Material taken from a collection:
▼▼▼

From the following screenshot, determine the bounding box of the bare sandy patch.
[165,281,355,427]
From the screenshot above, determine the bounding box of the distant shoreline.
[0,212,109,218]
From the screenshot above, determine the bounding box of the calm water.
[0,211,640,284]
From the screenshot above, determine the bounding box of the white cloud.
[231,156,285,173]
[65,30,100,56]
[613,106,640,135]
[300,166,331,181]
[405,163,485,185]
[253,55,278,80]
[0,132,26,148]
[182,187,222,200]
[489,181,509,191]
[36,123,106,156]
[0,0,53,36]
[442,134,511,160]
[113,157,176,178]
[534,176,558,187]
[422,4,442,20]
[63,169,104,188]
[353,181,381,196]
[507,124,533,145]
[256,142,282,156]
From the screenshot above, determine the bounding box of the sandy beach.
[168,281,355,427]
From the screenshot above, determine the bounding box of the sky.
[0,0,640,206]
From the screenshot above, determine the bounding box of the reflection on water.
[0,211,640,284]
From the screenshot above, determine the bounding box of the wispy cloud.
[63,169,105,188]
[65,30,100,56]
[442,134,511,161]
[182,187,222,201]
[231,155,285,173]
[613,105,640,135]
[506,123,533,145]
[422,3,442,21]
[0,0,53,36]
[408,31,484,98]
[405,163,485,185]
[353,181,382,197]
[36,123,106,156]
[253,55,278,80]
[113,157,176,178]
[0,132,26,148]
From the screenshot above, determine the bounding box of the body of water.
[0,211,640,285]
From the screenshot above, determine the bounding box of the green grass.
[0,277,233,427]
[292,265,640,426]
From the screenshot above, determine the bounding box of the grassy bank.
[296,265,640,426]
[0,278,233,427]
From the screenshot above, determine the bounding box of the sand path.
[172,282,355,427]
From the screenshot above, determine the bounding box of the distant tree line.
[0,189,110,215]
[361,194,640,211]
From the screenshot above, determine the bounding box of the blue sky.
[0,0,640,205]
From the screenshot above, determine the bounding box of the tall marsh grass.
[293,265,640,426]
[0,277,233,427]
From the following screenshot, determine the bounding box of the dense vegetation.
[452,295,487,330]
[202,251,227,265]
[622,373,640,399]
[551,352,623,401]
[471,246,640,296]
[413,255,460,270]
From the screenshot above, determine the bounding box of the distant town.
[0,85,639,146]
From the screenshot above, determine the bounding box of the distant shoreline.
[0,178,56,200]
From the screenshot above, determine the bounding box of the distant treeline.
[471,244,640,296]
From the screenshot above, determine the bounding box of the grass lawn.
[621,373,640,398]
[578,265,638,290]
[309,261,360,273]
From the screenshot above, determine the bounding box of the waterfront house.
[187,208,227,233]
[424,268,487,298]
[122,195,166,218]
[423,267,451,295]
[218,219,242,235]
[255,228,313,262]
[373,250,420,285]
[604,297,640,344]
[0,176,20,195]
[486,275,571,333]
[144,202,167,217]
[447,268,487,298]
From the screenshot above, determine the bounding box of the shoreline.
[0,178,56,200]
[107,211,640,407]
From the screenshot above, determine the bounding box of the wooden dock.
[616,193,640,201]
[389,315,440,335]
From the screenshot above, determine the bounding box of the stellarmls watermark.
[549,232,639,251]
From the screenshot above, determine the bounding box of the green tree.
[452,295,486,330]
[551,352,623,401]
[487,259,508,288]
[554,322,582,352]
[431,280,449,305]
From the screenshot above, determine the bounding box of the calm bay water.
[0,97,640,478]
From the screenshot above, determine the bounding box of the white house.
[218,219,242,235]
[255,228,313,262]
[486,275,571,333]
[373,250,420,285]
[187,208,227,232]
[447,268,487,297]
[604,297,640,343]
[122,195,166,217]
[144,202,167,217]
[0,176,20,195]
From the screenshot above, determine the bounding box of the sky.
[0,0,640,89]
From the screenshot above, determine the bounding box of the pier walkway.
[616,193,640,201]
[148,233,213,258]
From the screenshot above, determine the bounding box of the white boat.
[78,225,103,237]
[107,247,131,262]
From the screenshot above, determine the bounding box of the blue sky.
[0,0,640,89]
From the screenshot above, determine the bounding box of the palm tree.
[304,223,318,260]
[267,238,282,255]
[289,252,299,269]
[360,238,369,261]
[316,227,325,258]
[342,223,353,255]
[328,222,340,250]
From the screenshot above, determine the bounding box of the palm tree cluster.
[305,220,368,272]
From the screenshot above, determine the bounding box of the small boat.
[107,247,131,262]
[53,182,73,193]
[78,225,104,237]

▲▲▲

PROBLEM REQUIREMENTS: Write out all of the material above again, putting "find" wherever "determine" appears and keeping everything else the same.

EXPECTED ANSWER:
From the following screenshot, find the bounding box of the bare sandy patch.
[165,281,355,427]
From the screenshot above, find the bounding box of the distant shoreline.
[0,212,109,218]
From the screenshot above, find the bounding box of the calm water.
[0,211,640,284]
From the screenshot above, find the bounding box of the white cloud.
[231,156,285,173]
[65,30,100,56]
[613,106,640,135]
[300,166,331,181]
[405,163,485,185]
[253,55,278,80]
[0,132,26,148]
[182,187,222,200]
[489,181,509,191]
[36,123,106,156]
[0,0,53,36]
[442,134,511,160]
[113,157,176,178]
[534,176,558,187]
[422,4,442,20]
[63,169,104,188]
[353,181,381,196]
[507,124,533,145]
[256,142,282,156]
From the screenshot above, find the bounding box of the sandy beach.
[168,281,355,427]
From the screenshot above, find the bounding box of the sky.
[0,0,640,206]
From the screenshot above, find the bounding box of the reflection on water.
[0,211,640,284]
From the screenshot above, find the bounding box of the wispy cloud.
[63,169,105,188]
[65,30,100,56]
[442,134,511,161]
[182,187,222,201]
[231,155,285,173]
[613,105,640,135]
[506,123,533,145]
[422,3,442,21]
[0,0,53,36]
[408,31,484,98]
[405,163,485,185]
[353,181,382,197]
[36,123,106,156]
[253,55,278,80]
[113,157,176,178]
[0,132,26,148]
From the screenshot above, find the bounding box of the body of water.
[0,211,640,285]
From the screenshot above, find the bounding box of the green grass.
[0,277,233,427]
[292,265,640,426]
From the screenshot above, find the bounding box of the grassy bank.
[296,265,640,426]
[0,278,233,427]
From the screenshot above, find the bounding box of the sand path.
[172,282,355,427]
From the screenshot above, find the bounding box of the distant tree line.
[0,189,110,215]
[361,194,640,211]
From the screenshot above, find the bounding box of the blue sky.
[0,0,640,205]
From the screenshot above, find the bounding box of the tall marsh grass.
[293,265,640,426]
[0,277,233,427]
From the following screenshot, find the bounding box of the dense vegetation.
[452,295,487,330]
[202,251,227,265]
[622,373,640,399]
[551,352,623,401]
[471,246,640,296]
[413,255,460,270]
From the screenshot above, find the bounding box of the distant town.
[0,85,639,146]
From the screenshot above, find the bounding box of the distant shoreline.
[0,178,56,200]
From the screenshot above, find the bounding box of the distant treeline.
[471,244,640,296]
From the screenshot above, find the bounding box of the grass lawn.
[621,373,640,398]
[578,265,638,290]
[309,261,360,273]
From the screenshot above, find the bounding box of the waterfront house.
[187,208,227,233]
[424,268,487,298]
[122,195,166,218]
[423,267,451,295]
[218,219,242,235]
[255,228,313,262]
[373,250,420,285]
[604,297,640,344]
[0,176,20,195]
[486,275,571,333]
[144,202,167,217]
[447,268,487,298]
From the screenshot above, find the bounding box of the shoreline.
[0,178,56,200]
[107,211,640,407]
From the screenshot above, find the bounding box of the wooden dock.
[616,193,640,201]
[389,315,440,335]
From the screenshot above, find the bounding box of the stellarmls watermark.
[549,232,639,251]
From the screenshot above, find the bounding box of the green tree.
[452,295,486,330]
[551,352,623,401]
[487,259,508,288]
[554,322,582,352]
[431,280,449,305]
From the screenshot above, find the bounding box of the calm bay water.
[0,97,640,478]
From the screenshot above, find the bounding box of the white house.
[218,219,242,235]
[255,228,313,262]
[486,275,571,333]
[373,250,420,285]
[187,208,227,232]
[447,268,487,297]
[604,297,640,343]
[122,195,166,217]
[144,202,167,217]
[0,176,20,195]
From the screenshot above, find the bounding box of the sky.
[0,0,640,89]
From the screenshot above, find the bounding box of the pier walkway.
[616,193,640,201]
[148,233,213,258]
From the screenshot above, find the bounding box of the white boat.
[78,225,103,237]
[107,247,131,262]
From the screenshot above, find the bounding box of the blue sky.
[0,0,640,89]
From the screenshot above, find the bounding box of the palm tree.
[304,223,318,260]
[267,238,282,255]
[289,252,299,269]
[360,238,369,261]
[316,227,325,258]
[342,223,353,255]
[328,222,340,250]
From the screenshot above, find the bounding box of the palm tree cluster.
[305,220,368,272]
From the screenshot above, find the bounding box of the small boat.
[107,247,131,262]
[53,182,73,193]
[78,225,104,237]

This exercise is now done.